* Start *

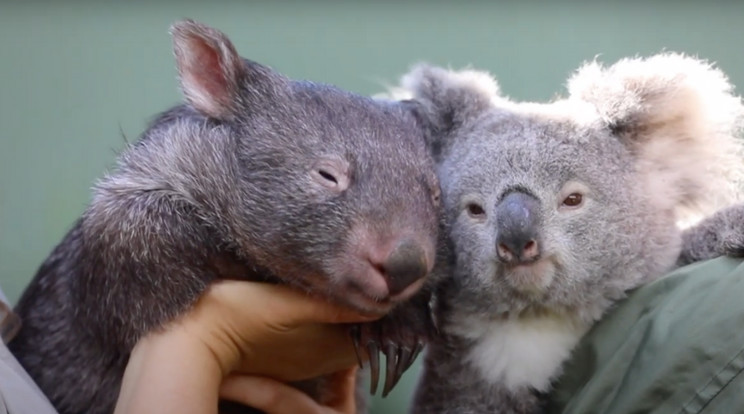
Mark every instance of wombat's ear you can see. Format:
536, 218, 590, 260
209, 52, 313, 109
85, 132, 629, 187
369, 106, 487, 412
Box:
568, 53, 744, 215
170, 20, 246, 119
398, 64, 499, 155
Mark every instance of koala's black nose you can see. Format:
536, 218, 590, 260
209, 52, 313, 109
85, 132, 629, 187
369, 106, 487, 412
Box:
381, 240, 429, 295
496, 191, 541, 264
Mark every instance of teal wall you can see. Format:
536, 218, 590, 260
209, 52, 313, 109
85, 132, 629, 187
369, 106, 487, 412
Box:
0, 0, 744, 413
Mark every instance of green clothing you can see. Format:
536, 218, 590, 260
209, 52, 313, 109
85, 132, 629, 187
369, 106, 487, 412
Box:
549, 258, 744, 414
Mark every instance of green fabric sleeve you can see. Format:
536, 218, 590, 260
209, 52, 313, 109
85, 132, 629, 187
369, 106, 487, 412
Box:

* End *

Problem: Convert every line of the entries above into a JSON list of strings, one string per line, with blank lines skipped. Leave the pictures out.

The reply:
[
  "Mark every instance of wombat's ear you can see. Format:",
  "536, 218, 590, 260",
  "209, 52, 313, 109",
  "85, 132, 629, 187",
  "369, 106, 487, 412",
  "Box:",
  "568, 53, 744, 215",
  "170, 20, 246, 119",
  "398, 64, 499, 155",
  "Mark every instance of koala's black nose you can see. Format:",
  "536, 218, 590, 260",
  "209, 52, 313, 109",
  "85, 132, 629, 187",
  "369, 106, 487, 412",
  "Box:",
  "381, 240, 429, 295",
  "496, 191, 541, 264",
  "Mark every instance of teal wall you can see. Format:",
  "536, 218, 590, 260",
  "209, 52, 313, 109",
  "85, 132, 629, 187",
  "369, 106, 487, 412",
  "Box:",
  "0, 0, 744, 413",
  "Mark every instance of green clothing you can see. Format:",
  "536, 218, 590, 260",
  "209, 52, 313, 109",
  "85, 132, 629, 187",
  "369, 106, 487, 412",
  "Box:",
  "549, 258, 744, 414",
  "Mark every instance of green fabric sleeve you can see. Format:",
  "536, 218, 590, 260",
  "209, 52, 313, 109",
  "85, 132, 629, 187",
  "369, 106, 487, 412",
  "Box:"
]